Goal: Which lines of the listing below contain the word "black"? Return each of them in full.

Given data:
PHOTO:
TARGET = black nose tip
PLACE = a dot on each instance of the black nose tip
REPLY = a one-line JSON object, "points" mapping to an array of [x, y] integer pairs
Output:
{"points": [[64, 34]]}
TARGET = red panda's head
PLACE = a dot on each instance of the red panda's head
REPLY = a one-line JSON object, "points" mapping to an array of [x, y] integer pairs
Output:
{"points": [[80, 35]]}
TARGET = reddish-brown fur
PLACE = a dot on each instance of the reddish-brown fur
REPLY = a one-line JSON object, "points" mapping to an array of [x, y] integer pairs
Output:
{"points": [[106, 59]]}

---

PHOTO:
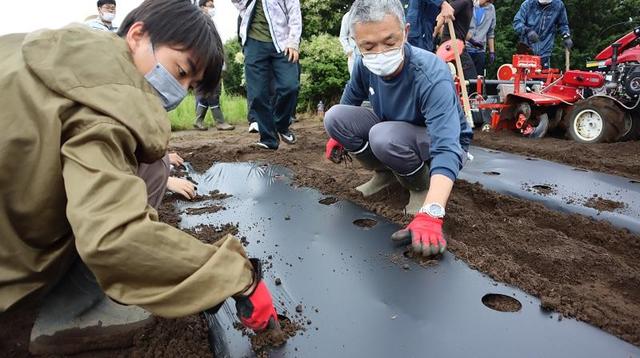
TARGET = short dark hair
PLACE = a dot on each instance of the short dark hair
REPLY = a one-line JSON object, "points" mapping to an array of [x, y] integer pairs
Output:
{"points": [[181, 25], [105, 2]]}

Response below:
TARGET = black nose tip
PLACE = a dot on each instance of the black nose tip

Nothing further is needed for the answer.